**Exercise requirements**
Please say whether each statement agrees with the excerpt on Atomwaffen recruitment, answering yes or no and quoting the excerpt's deciding words.
1. A Massachusetts user who said he was 16 asked to join the group in May 2016.
2. Michael Hubsky led Atomwaffen's Florida cell.
3. A potential recruit from Oregon apologized for a delay in his messages because he had to go to work.

**Text for analysis**
But many of the group’s recruitment messages landed in the Iron March inboxes of high schoolers eager to join. In a November 2015 private message, a would-be Atomwaffen member told recruiters that he’d join but he was still “picking a college” and didn’t know if his school would be in an area with an Atomwaffen chapter.
In another message, a potential Atomwaffen recruit from Oregon apologized for a delay in his messages because “I had to do some school work.”
In a May 2016 private message, a Massachusetts user who said he was 16 asked to join the group after “one of your members in the area contacted me a while ago.” In a later private message, another user mentioned that the FBI had visited the teenager’s family’s home.
In July 2016, an Iron March user mentioned in a private message that he’d been invited to join Atomwaffen, but didn’t want to join a group before graduating college. Besides, he noted, the group’s Florida members were “all a few years younger than me I’ll be 23 in October.”
A different would-be Atomwaffen recruit wrote that he would “gladly join the organization” but that “because of my young age and strict parents I am dependent on basically everything.” He added that many of his weeknights were occupied with practice for his school’s air rifle team.
Another: “I am also 16. Turning 17 in September 5. I have a job and a vehicle for transportation. I am ready for action.”
A third: “Just to tell you, I’m 16, so I hope I’m not too young to join.”
But Atomwaffen appealed to more than just high schoolers. By the time the group moved into more real-world paramilitary actions, 29-year-old Michael Hubsky led its Nevada cell and organized “hate camps” in the desert, ProPublica previously reported. A security guard who planned on obtaining a firearms manufacturing license, Hubsky suggested acting as a gun maker for Atomwaffen. (Some early private messages included in the Iron March leak also reference having a gunsmith in their ranks.) Like other Atomwaffen members, Hubsky advocated terror tactics and attacks on public infrastructure, even boasting of having a map of California’s electrical grid, ProPublica reported.
Other early Iron March messages suggest Atomwaffen appealed to active-duty military.

[Point-location data]
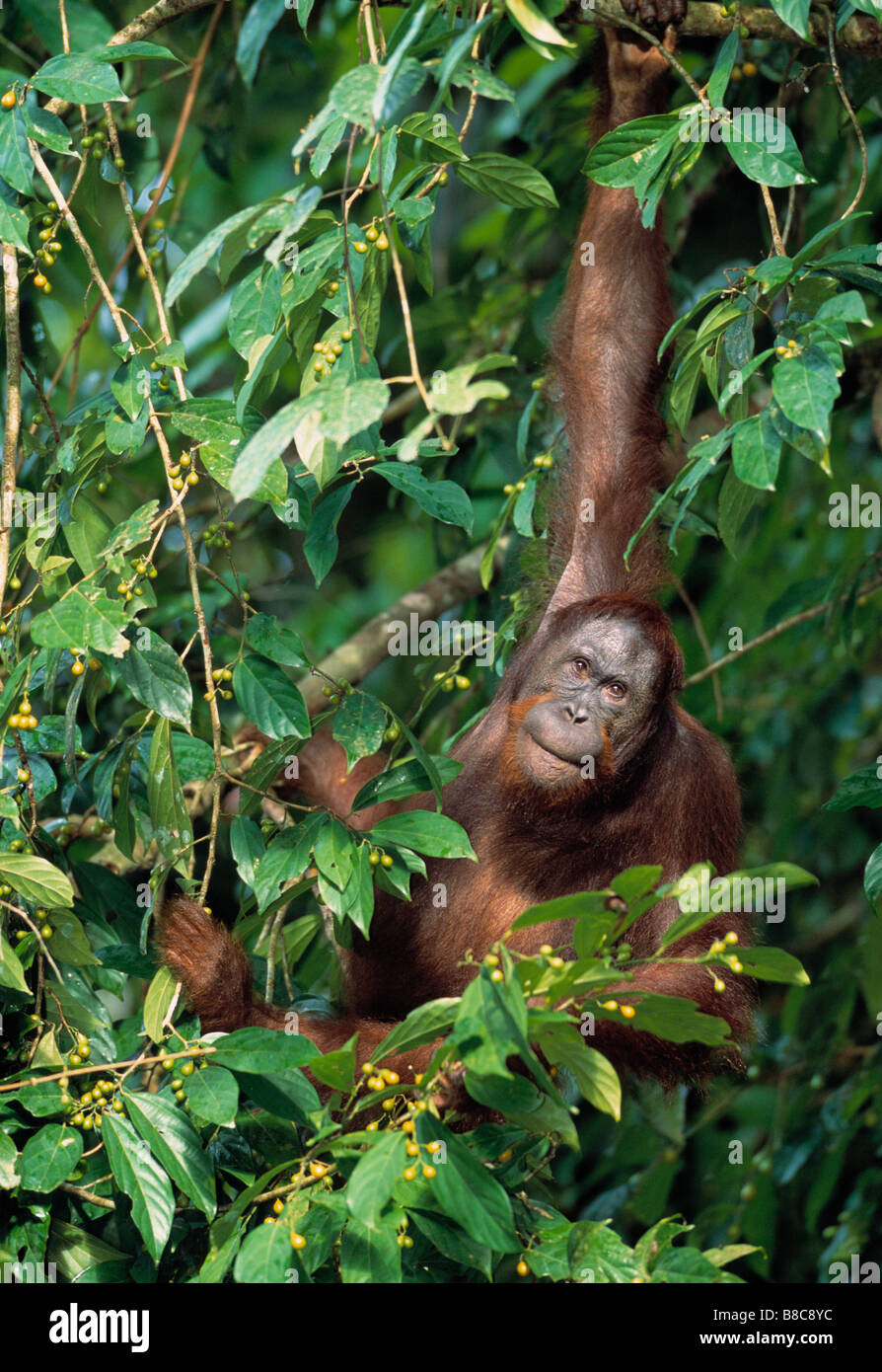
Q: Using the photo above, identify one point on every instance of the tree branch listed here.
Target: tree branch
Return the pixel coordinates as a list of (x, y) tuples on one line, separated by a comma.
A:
[(369, 647)]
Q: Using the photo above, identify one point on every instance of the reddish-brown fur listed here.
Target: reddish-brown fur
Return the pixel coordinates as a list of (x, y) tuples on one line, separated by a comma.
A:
[(674, 804)]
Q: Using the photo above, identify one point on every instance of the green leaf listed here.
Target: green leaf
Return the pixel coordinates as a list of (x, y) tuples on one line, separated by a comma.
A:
[(15, 165), (369, 1256), (772, 964), (591, 1248), (794, 13), (262, 1051), (44, 126), (36, 879), (422, 1026), (346, 408), (506, 180), (269, 443), (168, 811), (137, 51), (80, 78), (202, 254), (846, 309), (763, 147), (269, 700), (618, 157), (257, 27), (14, 225), (84, 616), (467, 1191), (723, 69), (49, 1157), (872, 879), (442, 499), (143, 1181), (359, 724), (213, 1095), (176, 1144), (69, 942), (805, 387), (155, 676), (11, 970), (538, 31), (376, 1174), (445, 146), (407, 778), (320, 545), (438, 836), (276, 641), (586, 903), (756, 452), (265, 1257), (366, 95), (158, 1002)]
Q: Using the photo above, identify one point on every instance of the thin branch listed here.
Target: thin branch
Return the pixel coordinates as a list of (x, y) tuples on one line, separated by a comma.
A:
[(13, 407), (702, 640), (369, 647), (845, 101), (772, 220), (186, 108), (775, 632)]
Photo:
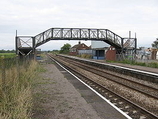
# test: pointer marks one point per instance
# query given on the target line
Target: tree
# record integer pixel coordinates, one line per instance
(155, 44)
(65, 49)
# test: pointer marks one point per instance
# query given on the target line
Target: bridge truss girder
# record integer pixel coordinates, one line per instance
(26, 45)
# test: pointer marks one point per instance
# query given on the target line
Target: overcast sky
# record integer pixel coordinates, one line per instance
(31, 17)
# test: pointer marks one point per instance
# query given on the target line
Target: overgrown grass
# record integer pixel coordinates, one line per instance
(87, 56)
(149, 64)
(15, 93)
(7, 55)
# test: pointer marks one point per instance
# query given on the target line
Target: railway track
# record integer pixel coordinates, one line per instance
(95, 77)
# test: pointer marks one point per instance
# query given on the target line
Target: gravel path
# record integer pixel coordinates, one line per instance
(56, 98)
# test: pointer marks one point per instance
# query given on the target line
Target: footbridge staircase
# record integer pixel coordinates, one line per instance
(26, 45)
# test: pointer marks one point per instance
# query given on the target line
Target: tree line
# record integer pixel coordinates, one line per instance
(7, 51)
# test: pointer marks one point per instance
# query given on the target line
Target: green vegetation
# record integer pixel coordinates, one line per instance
(15, 91)
(65, 49)
(7, 55)
(7, 51)
(151, 64)
(155, 44)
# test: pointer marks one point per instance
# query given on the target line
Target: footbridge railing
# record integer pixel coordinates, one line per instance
(79, 34)
(26, 45)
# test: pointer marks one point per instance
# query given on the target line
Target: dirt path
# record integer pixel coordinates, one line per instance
(56, 98)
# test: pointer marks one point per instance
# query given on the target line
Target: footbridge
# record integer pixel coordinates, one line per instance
(26, 45)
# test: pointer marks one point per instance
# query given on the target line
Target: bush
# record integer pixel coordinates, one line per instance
(15, 92)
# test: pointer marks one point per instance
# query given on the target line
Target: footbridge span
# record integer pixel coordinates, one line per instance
(26, 45)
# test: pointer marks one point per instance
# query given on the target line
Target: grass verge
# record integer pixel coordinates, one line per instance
(15, 94)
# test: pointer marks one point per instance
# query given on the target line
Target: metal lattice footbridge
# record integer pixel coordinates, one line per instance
(26, 45)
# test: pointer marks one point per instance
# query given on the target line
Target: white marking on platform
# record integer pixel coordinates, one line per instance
(123, 113)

**Reply to the exercise**
1. Yes: "In a May 2016 private message, a Massachusetts user who said he was 16 asked to join the group"
2. No: "29-year-old Michael Hubsky led its Nevada cell"
3. No: "apologized for a delay in his messages because “I had to do some school work.”"